Work request: Among the lines below, take the one holding "Task: put a dot on each instance of the black and", the one holding "Task: put a dot on each instance of the blurred background", and all lines between them. Set them down exactly.

Saved entries:
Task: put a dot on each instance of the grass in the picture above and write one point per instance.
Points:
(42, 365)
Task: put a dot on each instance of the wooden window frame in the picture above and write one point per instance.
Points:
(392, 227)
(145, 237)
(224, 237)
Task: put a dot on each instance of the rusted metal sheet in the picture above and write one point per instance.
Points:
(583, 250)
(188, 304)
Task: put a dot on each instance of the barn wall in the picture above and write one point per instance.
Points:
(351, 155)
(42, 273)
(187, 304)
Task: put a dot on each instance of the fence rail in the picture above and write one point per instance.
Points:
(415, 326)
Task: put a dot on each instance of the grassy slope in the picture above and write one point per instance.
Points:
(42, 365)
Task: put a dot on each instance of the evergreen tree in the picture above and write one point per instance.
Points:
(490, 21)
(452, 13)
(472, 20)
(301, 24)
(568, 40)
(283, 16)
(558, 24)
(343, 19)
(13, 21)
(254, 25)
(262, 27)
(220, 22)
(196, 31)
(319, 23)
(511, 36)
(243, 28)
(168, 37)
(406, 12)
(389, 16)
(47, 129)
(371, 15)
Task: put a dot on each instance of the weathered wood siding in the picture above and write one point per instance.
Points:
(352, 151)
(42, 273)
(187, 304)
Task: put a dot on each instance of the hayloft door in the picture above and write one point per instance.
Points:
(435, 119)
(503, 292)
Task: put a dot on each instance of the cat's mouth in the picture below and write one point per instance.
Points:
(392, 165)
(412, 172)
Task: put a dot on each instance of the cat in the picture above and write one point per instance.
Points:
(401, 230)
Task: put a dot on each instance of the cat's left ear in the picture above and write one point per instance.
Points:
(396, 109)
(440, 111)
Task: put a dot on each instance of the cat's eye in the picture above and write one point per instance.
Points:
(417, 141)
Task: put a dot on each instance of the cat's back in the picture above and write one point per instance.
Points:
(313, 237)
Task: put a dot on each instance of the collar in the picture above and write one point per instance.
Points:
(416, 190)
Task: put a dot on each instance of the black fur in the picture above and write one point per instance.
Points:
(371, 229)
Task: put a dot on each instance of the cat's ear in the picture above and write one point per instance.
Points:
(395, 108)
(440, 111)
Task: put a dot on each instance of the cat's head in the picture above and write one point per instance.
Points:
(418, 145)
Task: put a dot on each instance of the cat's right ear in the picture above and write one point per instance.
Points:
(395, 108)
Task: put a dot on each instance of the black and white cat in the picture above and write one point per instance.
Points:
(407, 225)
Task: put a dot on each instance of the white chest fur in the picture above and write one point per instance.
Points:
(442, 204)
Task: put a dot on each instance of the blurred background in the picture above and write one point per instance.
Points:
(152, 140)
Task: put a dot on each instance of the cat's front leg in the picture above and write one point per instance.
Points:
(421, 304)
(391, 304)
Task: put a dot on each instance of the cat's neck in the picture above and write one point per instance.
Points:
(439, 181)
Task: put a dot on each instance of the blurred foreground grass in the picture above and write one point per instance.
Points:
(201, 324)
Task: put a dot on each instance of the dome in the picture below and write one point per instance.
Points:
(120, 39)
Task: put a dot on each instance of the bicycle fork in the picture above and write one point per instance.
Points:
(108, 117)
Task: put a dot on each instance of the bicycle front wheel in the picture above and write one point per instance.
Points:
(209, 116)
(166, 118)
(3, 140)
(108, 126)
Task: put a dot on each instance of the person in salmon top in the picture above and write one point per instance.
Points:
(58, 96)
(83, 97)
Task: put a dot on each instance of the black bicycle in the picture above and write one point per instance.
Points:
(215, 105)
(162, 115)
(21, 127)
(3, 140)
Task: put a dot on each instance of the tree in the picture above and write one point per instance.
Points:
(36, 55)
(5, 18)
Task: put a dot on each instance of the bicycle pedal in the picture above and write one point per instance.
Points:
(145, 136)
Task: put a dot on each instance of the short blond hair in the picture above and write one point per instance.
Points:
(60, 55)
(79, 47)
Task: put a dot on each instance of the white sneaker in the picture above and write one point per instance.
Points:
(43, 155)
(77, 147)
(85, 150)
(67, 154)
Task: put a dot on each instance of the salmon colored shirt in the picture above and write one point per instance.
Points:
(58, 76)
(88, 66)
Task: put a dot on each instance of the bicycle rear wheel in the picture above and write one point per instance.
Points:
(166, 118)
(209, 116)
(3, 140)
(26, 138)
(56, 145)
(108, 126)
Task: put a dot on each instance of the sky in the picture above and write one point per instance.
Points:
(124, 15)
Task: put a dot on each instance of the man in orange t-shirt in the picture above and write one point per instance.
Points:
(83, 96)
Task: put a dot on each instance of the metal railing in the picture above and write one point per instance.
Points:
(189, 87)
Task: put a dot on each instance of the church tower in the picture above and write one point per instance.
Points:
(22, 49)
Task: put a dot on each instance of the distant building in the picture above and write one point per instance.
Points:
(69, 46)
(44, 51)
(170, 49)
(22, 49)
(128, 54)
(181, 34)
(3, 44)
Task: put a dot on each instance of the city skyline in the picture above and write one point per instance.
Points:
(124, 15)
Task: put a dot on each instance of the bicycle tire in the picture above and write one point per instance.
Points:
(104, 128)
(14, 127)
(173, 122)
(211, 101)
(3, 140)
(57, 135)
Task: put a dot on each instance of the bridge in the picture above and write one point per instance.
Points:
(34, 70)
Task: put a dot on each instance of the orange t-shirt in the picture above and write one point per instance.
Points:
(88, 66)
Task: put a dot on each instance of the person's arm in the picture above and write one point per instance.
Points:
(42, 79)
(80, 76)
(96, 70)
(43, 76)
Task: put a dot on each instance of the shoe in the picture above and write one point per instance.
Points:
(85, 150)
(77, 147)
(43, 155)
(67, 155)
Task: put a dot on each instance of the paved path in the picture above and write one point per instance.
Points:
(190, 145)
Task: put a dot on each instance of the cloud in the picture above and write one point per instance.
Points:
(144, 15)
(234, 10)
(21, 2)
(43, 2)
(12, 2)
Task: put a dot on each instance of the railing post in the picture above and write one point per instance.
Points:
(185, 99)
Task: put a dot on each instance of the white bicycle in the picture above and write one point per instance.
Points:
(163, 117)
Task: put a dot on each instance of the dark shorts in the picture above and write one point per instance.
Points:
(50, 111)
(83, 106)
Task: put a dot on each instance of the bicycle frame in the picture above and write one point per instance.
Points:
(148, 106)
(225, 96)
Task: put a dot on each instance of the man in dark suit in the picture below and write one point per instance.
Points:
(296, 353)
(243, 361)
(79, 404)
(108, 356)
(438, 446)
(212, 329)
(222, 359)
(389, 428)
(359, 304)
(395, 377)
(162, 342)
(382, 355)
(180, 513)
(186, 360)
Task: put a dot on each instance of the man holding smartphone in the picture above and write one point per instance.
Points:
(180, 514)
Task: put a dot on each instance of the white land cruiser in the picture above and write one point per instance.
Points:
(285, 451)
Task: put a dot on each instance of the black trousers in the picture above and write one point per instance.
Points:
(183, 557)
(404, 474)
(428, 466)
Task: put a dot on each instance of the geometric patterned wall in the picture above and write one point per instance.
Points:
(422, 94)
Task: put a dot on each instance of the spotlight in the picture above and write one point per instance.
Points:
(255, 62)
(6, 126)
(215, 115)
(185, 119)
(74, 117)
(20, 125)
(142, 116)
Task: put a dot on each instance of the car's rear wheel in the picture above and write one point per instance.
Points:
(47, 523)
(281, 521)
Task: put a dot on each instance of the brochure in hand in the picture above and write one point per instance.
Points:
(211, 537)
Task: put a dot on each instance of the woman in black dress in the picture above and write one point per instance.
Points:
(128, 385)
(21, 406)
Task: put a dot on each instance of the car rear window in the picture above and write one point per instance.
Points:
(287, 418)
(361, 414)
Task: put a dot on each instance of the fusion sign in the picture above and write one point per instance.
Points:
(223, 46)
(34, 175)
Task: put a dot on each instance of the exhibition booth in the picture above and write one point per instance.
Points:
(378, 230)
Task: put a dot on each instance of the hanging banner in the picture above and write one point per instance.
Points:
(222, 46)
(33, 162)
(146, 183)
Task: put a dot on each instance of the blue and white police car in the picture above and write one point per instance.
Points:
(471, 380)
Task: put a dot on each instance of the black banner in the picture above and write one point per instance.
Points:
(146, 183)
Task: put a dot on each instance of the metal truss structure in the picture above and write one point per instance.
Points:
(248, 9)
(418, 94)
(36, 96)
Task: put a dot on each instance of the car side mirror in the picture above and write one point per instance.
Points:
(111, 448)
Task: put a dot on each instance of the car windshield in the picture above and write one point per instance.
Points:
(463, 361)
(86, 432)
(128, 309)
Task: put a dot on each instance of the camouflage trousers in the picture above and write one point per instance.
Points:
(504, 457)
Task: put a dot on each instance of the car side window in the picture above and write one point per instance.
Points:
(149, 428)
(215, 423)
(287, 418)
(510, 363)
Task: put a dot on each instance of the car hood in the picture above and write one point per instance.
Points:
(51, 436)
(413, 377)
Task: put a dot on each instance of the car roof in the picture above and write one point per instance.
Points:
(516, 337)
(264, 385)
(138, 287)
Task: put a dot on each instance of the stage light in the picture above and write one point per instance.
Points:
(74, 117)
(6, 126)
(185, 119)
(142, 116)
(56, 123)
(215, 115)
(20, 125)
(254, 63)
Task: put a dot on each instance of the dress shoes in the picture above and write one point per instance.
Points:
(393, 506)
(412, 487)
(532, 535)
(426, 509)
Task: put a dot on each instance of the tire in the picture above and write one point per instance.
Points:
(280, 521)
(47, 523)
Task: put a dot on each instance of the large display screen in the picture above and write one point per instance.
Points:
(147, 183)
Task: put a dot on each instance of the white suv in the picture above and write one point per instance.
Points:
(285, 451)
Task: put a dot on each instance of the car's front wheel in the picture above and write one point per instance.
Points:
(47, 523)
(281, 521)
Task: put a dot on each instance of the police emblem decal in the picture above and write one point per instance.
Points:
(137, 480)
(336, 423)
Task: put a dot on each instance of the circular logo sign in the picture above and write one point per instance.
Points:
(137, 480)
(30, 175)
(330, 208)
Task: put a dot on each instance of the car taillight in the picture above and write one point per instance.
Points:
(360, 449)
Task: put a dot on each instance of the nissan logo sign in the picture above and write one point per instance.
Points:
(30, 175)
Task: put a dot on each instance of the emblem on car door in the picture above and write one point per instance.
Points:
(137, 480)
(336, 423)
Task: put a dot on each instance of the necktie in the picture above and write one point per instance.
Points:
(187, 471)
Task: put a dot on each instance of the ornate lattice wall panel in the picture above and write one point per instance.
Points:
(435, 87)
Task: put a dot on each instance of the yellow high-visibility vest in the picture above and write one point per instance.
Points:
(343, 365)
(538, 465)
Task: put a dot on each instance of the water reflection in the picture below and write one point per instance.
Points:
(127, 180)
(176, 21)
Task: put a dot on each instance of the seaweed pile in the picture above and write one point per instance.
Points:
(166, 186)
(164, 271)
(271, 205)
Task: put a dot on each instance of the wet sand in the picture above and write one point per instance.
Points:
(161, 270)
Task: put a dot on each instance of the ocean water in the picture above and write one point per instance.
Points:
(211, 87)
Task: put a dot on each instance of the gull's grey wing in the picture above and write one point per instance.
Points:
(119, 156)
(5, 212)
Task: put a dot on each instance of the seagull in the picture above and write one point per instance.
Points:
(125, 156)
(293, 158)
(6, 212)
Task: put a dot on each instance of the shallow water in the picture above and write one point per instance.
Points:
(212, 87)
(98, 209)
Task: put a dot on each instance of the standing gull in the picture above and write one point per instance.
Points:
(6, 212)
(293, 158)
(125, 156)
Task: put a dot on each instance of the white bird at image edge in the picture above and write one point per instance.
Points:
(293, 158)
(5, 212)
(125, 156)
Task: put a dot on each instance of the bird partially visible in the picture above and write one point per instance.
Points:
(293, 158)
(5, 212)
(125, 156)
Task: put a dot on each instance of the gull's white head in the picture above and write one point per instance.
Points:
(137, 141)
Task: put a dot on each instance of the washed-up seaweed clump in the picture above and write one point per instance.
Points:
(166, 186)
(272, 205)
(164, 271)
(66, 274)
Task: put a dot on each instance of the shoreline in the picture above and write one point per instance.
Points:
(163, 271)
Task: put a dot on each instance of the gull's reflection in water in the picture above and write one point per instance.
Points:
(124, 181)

Exercise solution:
Task: put a dot on each instance of the black and white cat in the picture above and write one point per instance.
Points:
(407, 225)
Task: put a dot on each instance of the white chest fur in the picture above and write one point per instance.
Points:
(442, 204)
Task: put a dot on each instance of the blurred background in the picture above and write one point per instance.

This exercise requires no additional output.